* TEXT *

* * *

How did you end up writing this with Nick Murphy?
O’DOWD: Well, he’s a mate of mine for maybe 10 or 12 years, since college, essentially. I had read some of his stuff. He hadn’t really had anything made before, but I liked his stuff. He’s from Ireland, as well, and a small town, so he knew what that world would be like. I thought it would be fun for us to do together, and it worked out great. He’s the structured one, and I’m just the hot mess. I never thought I’d refer to myself as a hot mess.
O’DOWD: I didn’t want a really young kid because it’s hard to find actors that would be good. I wanted someone who was pre-adolescent. We wanted to start off with someone where girls weren’t a part of his life. He’s someone who is still a child, but is on the verge. I think that’s a very interesting time. Also, for some reason, I remember stuff from that age, very well. I can’t remember my teenage years very well, so presumably, the show is going to get worse and worse.
Was it challenging to find the right actor to play Martin Moone?
O’DOWD: We saw a lot of kids. The one thing that I wanted was kids who hadn’t been on camera before. I’ve been at castings where they have, and they’re generally that smiley, happy kid with the teeth and the hair that I have interest in. I wanted somebody who probably hadn’t done that before. So, we went out to the country, to very small towns close to where I’m from, where there’s no show biz and did open casting sessions. I saw maybe 200 kids, and I was honestly worried, at one stage. I don’t think I had worried about the fact that the kid was very important to the show, until we saw so many terrible child actors. And then, David [Rawle] walked in and he was just great. He was shy, but he did sparkle when the camera was on him. There’s something about him. He’s a very sweet, very polite, very well-mannered kid, but he’s mischievous and very smart. I thanked my fortune when he came in because it changed everything.
Was it important to you that nobody ever really make fun of him for having an imaginary friend?
O’DOWD: Yeah. Once you do, then that’s the end of it. You almost resent the fact that he has an imaginary friend because you love him so much, as an audience member. It ends the joke. Also, you don’t want to see him being ridiculed. He has so many faults that the fact that he has an imaginary friend is the least of his worries.
As the imaginary friend, you play the banjo, dance and even wear ladies’ high heels. Was there anything that you weren’t willing to do?
O’DOWD: I get to play a lot in this, which is great. I would happily go to any lengths. We’ve done a second series and we’re about to start shooting the third series, and my role in it gets more and more ridiculous, just to fulfill my own fantasies.
O’DOWD: That was exactly it, to be honest. That was hugely important. It would have felt silly. I’ve got loads of nieces and nephews, and sometimes I watch shows with them and they find the show dumb. It’s made for them, but they find it dumb. It’s been so desensitized that it’s barely worth watching. I wanted to make a show for smart kids, and hopefully adults will watch it, as well.

* * *

* REQUESTS *
1. Reproduce the interview word for word, everything from "O’DOWD: I didn’t" down to "play Martin Moone?".
2. Answer from the interview:
(a) For how long has O'Dowd known Nick Murphy?
(b) About how many kids did O'Dowd see at the open casting sessions?
(c) Which series of the show are they about to start shooting?
3. Condense the interview paragraph that begins "We saw a lot of kids." into a short bulleted list that keeps its main facts.
Rely on the interview alone for everything here.

* RAW DATA *
* * *

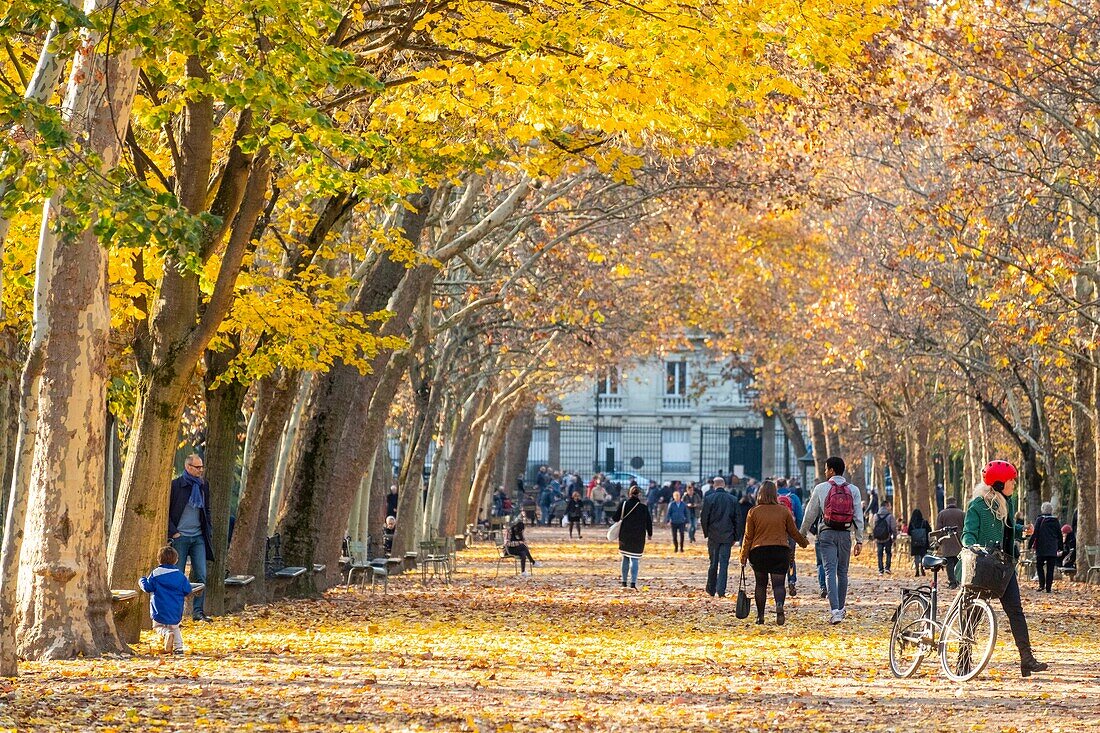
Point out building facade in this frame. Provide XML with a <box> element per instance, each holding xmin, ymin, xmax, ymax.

* * *

* THE RESULTS *
1.
O’DOWD: I didn’t want a really young kid because it’s hard to find actors that would be good. I wanted someone who was pre-adolescent. We wanted to start off with someone where girls weren’t a part of his life. He’s someone who is still a child, but is on the verge. I think that’s a very interesting time. Also, for some reason, I remember stuff from that age, very well. I can’t remember my teenage years very well, so presumably, the show is going to get worse and worse.
Was it challenging to find the right actor to play Martin Moone?

2.
(a) Maybe 10 or 12 years, essentially since college.
(b) Maybe 200.
(c) The third series.

3.
- O'Dowd wanted kids who had never been on camera, not the smiley, polished kids he had seen at castings.
- They held open casting sessions in very small towns in the country, close to where he is from, where there is no show business.
- He saw maybe 200 kids and grew worried after seeing so many terrible child actors.
- David Rawle walked in and was great: shy, but sparkling on camera, sweet, polite and well-mannered, yet mischievous and very smart.
- His arrival changed everything.